Restate the whole listing word for word. Pictures are left out.

-- START --

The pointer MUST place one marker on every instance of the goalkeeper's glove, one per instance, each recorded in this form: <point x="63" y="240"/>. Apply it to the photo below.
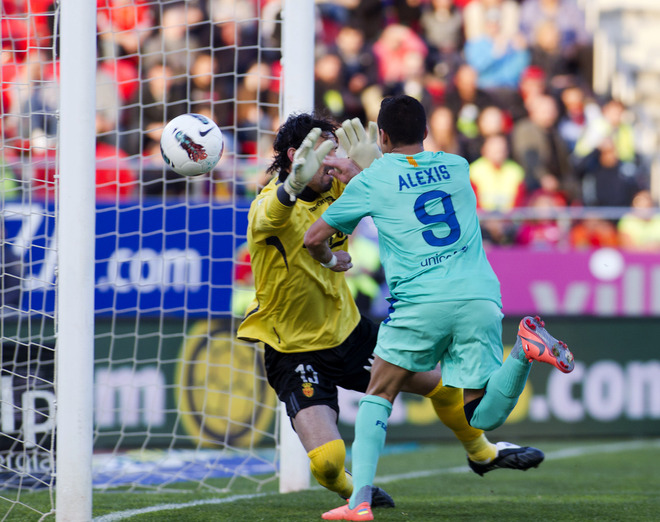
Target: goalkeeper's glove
<point x="360" y="146"/>
<point x="306" y="162"/>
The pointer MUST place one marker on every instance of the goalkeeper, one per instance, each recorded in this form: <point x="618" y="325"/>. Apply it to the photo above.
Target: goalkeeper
<point x="315" y="338"/>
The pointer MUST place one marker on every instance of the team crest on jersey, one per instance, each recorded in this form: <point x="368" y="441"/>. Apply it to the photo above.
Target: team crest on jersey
<point x="308" y="389"/>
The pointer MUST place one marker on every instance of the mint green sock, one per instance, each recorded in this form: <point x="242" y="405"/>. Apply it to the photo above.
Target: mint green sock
<point x="370" y="432"/>
<point x="502" y="392"/>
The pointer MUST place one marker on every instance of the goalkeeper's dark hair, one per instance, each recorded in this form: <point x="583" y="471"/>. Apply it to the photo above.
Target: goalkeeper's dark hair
<point x="403" y="118"/>
<point x="291" y="134"/>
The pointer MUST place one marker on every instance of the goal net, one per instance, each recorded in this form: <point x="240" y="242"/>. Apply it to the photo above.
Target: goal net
<point x="179" y="402"/>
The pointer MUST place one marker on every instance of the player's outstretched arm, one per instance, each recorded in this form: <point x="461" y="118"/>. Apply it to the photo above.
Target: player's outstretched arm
<point x="361" y="147"/>
<point x="344" y="169"/>
<point x="306" y="162"/>
<point x="316" y="242"/>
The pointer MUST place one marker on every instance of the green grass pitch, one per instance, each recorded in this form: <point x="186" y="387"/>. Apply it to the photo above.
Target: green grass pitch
<point x="580" y="480"/>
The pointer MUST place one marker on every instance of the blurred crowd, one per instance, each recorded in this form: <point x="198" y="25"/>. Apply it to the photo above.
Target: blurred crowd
<point x="506" y="84"/>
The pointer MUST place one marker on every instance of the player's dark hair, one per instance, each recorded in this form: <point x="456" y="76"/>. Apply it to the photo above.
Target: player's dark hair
<point x="403" y="118"/>
<point x="291" y="134"/>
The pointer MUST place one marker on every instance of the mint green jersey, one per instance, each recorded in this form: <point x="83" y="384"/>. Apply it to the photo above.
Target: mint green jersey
<point x="425" y="211"/>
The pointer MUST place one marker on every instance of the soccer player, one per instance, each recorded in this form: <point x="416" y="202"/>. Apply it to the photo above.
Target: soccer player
<point x="315" y="338"/>
<point x="445" y="303"/>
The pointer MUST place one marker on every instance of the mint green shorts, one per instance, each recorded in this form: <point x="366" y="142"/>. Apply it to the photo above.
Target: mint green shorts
<point x="464" y="336"/>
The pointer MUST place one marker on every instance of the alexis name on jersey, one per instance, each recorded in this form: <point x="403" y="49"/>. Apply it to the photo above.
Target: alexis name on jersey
<point x="423" y="177"/>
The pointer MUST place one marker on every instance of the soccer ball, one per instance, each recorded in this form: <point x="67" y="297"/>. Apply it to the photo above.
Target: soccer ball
<point x="191" y="144"/>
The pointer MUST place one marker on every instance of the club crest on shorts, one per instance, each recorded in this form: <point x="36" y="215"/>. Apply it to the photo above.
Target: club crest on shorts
<point x="308" y="389"/>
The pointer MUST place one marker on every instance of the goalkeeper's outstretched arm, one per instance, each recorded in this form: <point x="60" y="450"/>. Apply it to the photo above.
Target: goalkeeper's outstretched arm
<point x="316" y="242"/>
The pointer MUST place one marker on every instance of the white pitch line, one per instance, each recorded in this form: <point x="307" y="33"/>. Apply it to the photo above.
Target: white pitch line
<point x="554" y="455"/>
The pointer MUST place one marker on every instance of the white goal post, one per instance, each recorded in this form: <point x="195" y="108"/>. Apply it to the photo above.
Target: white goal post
<point x="74" y="350"/>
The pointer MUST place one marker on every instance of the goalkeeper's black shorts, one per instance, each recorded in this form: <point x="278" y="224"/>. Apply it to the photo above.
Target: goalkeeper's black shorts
<point x="309" y="379"/>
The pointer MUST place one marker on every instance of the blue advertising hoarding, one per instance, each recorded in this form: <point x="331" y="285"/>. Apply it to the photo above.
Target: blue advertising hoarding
<point x="154" y="257"/>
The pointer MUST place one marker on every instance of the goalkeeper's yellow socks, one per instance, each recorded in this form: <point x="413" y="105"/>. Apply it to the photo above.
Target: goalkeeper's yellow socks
<point x="327" y="465"/>
<point x="448" y="405"/>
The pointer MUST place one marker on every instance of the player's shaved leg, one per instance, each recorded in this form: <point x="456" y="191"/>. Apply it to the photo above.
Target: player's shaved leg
<point x="316" y="427"/>
<point x="501" y="395"/>
<point x="371" y="423"/>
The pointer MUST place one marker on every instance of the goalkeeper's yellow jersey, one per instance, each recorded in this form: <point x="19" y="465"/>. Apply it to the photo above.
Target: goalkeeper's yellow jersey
<point x="299" y="305"/>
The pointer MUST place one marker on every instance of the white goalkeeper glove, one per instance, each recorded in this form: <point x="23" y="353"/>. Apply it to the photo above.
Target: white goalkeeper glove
<point x="360" y="146"/>
<point x="306" y="162"/>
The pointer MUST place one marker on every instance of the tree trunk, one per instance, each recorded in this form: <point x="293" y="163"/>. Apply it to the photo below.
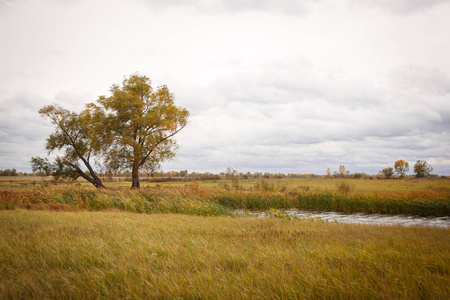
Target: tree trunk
<point x="135" y="179"/>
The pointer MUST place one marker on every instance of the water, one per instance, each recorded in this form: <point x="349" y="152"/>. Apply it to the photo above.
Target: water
<point x="359" y="218"/>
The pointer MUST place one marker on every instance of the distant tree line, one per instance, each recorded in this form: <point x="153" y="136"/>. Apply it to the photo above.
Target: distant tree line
<point x="8" y="172"/>
<point x="421" y="169"/>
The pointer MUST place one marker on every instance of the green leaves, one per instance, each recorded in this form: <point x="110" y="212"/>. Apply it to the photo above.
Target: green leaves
<point x="135" y="125"/>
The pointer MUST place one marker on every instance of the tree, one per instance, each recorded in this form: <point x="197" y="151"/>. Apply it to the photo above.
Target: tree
<point x="387" y="172"/>
<point x="401" y="167"/>
<point x="73" y="135"/>
<point x="233" y="175"/>
<point x="135" y="125"/>
<point x="422" y="169"/>
<point x="343" y="172"/>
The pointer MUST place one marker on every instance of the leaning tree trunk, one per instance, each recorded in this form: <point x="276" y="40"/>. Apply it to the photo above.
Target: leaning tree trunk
<point x="135" y="184"/>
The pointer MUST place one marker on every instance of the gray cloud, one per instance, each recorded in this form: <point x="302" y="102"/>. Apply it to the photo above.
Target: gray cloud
<point x="293" y="7"/>
<point x="400" y="6"/>
<point x="290" y="121"/>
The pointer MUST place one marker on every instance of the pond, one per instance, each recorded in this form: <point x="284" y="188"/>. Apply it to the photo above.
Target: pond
<point x="359" y="218"/>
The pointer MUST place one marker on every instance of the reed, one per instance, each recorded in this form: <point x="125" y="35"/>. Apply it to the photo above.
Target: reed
<point x="194" y="200"/>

-- END --

**The response:**
The pointer MUST place one marker on every instance of the goalkeeper's glove, one per instance, each recorded in this form: <point x="63" y="240"/>. Apply it to the photo below.
Target: goalkeeper's glove
<point x="360" y="146"/>
<point x="306" y="162"/>
The pointer MUST place one marker on every instance of the goalkeeper, one per instance, each recorded in this form: <point x="618" y="325"/>. Apply it to the photo above.
Target: goalkeeper
<point x="315" y="338"/>
The pointer MUST place one marker on every instance of the team crest on jersey, one per instance, each recorded in this form: <point x="368" y="441"/>. Apply it to the photo above.
Target: team crest on jersey
<point x="308" y="389"/>
The pointer MUST place one marker on every instance of the mint green sock, one per instance, each recorded in this form: <point x="242" y="405"/>. Apply it to the photo above.
Target: mint green sock
<point x="370" y="432"/>
<point x="502" y="392"/>
The pointer MUST place one marker on every instance of the goalkeeper's dark hair, one per instance, each recorded in this form: <point x="583" y="471"/>. Apply it to the photo above.
Target: goalkeeper's dark hair
<point x="403" y="118"/>
<point x="291" y="134"/>
The pointer MUST place one marker on every instance of the goal net, one per instance, each recorded in this form: <point x="240" y="242"/>. Apply it to the photo above.
Target: goal net
<point x="179" y="402"/>
The pointer MUST place one marker on every instance of the player's outstretched arm, one per instance, each recorded in this form: <point x="461" y="118"/>. Apply it to the photo above.
Target: player's outstretched arm
<point x="361" y="147"/>
<point x="344" y="169"/>
<point x="306" y="162"/>
<point x="316" y="242"/>
The pointer MUST place one marker on every instance of the green grass pitch, one per instance, each recorded in this form: <point x="186" y="387"/>. Apply it to the photo above.
Target: green grass pitch
<point x="580" y="480"/>
The pointer MUST place one marker on every instance of the blurred crowd, one per instance, each recorded in this form: <point x="198" y="25"/>. Apply it to the photo above.
Target: blurred crowd
<point x="506" y="84"/>
The pointer MUST place one marker on every instance of the player's dark hair, one per instance, each recorded in this form: <point x="456" y="76"/>. Apply it to the photo above.
Target: player's dark hair
<point x="403" y="118"/>
<point x="291" y="134"/>
The pointer MUST place one marker on every instance of the mint green jersey, one per instance, each recorded in this form: <point x="83" y="384"/>. Apply it to the photo above.
Target: mint green jersey
<point x="425" y="211"/>
The pointer MUST place one marker on every instance of the soccer player, one per instance, each recorded in this form: <point x="416" y="202"/>. Apply it to the photo above.
Target: soccer player
<point x="315" y="338"/>
<point x="445" y="303"/>
The pointer MUST place one marker on every instance of the mint green shorts, one per instance, each recorded in this form: <point x="366" y="142"/>. Apply it to the photo above.
Target: mint green shorts
<point x="464" y="336"/>
The pointer MUST place one marker on every instance of the alexis name on jersey, one per instance, each recorded in this form: <point x="403" y="49"/>. Apply it to the photo above.
Target: alexis name on jersey
<point x="423" y="177"/>
The pointer MUST place one marker on every instance of the soccer ball, one per instance, each recorded in this form: <point x="67" y="297"/>. Apply it to the photo above.
Target: soccer ball
<point x="191" y="144"/>
The pointer MUST place one marker on every instance of the club crest on shorts, one per instance, each recorded in this form: <point x="36" y="215"/>. Apply it to the photo above.
Target: club crest on shorts
<point x="308" y="389"/>
The pointer MUST place one marker on every instance of the goalkeeper's outstretched arm, one per instance, each recorded in this form: <point x="60" y="450"/>. Apply it to the photo above.
Target: goalkeeper's outstretched arm
<point x="316" y="242"/>
The pointer MUST place one marker on every instance of the white pitch line, one per instance, each recorded in this form: <point x="307" y="33"/>. Apply it to the photo above.
Target: white pitch line
<point x="554" y="455"/>
The pointer MUST place one marker on every instance of the white goal post, one per instance, each recorded in this form: <point x="195" y="108"/>. Apply it to the photo above.
Target: white goal post
<point x="74" y="350"/>
The pointer MUST place one marker on every instance of the goalkeeper's black shorts, one per instance, each recorded in this form: <point x="278" y="224"/>. Apply it to the photo above.
Target: goalkeeper's black shorts
<point x="309" y="379"/>
The pointer MUST place one marker on every instance of the blue advertising hoarding, one per instance, each recorded in this form: <point x="331" y="285"/>. Apply it to the photo above.
Target: blue advertising hoarding
<point x="154" y="257"/>
The pointer MUST place one marker on every instance of the goalkeeper's yellow socks, one per instance, each recorded in this form: <point x="413" y="105"/>. Apply it to the photo above.
Target: goalkeeper's yellow socks
<point x="327" y="465"/>
<point x="448" y="405"/>
The pointer MUST place one marker on every instance of the player's shaved leg, one per instance, each recorded in this form: <point x="456" y="191"/>. Apply it to the photo above.
Target: player's shaved leg
<point x="316" y="427"/>
<point x="501" y="395"/>
<point x="371" y="423"/>
The pointer MUST place one marker on every instance of the goalkeeper's yellow jersey, one per instance, each recorded in this form: <point x="19" y="465"/>. Apply it to the photo above.
Target: goalkeeper's yellow jersey
<point x="299" y="305"/>
The pointer MUST place one marker on every instance of the white goalkeeper glove, one per instance, each recorded in this form: <point x="23" y="353"/>. Apply it to the photo above.
Target: white goalkeeper glove
<point x="360" y="146"/>
<point x="306" y="162"/>
The pointer MUST place one marker on every instance of the tree trunk, one per instance, each recorded in this form: <point x="293" y="163"/>. Apply it to the photo below.
Target: tree trunk
<point x="135" y="179"/>
The pointer MUST place one marker on every instance of the water, one per instance, each recorded in this form: <point x="349" y="152"/>. Apply it to the photo above.
Target: water
<point x="359" y="218"/>
The pointer MUST place one marker on every instance of the distant tree line, one per instance, each recorded in this form: <point x="153" y="136"/>. Apply it to the photo above.
Target: distant tree line
<point x="8" y="172"/>
<point x="421" y="169"/>
The pointer MUST place one marker on every instance of the green leaves, one per instance, each recorded in this form: <point x="110" y="212"/>. Apply it to the photo above.
Target: green leaves
<point x="135" y="125"/>
The pointer MUST place one marker on every instance of the tree, one per instance, each recorded in this form: <point x="197" y="151"/>. Apply it to the photo above.
Target: tree
<point x="387" y="172"/>
<point x="401" y="167"/>
<point x="73" y="135"/>
<point x="233" y="175"/>
<point x="135" y="125"/>
<point x="422" y="169"/>
<point x="343" y="172"/>
The pointer MUST place one marker on every instance of the leaning tree trunk, one per instance, each recorded in this form: <point x="276" y="40"/>. Apply it to the photo above.
Target: leaning tree trunk
<point x="135" y="184"/>
The pointer MUST place one marker on every instance of the gray cloud, one per instance, each recorded in this form: <point x="302" y="102"/>. Apply it to the photo above.
Target: gray cloud
<point x="293" y="7"/>
<point x="400" y="6"/>
<point x="290" y="121"/>
The pointer MUST place one marker on every instance of the pond, one per instance, each recorded in this form: <point x="284" y="188"/>. Apply it to the photo above.
Target: pond
<point x="359" y="218"/>
The pointer MUST place one marker on every instance of the reed, one per instance, each recorded in this form: <point x="125" y="35"/>. Apply it to the photo above.
Target: reed
<point x="194" y="200"/>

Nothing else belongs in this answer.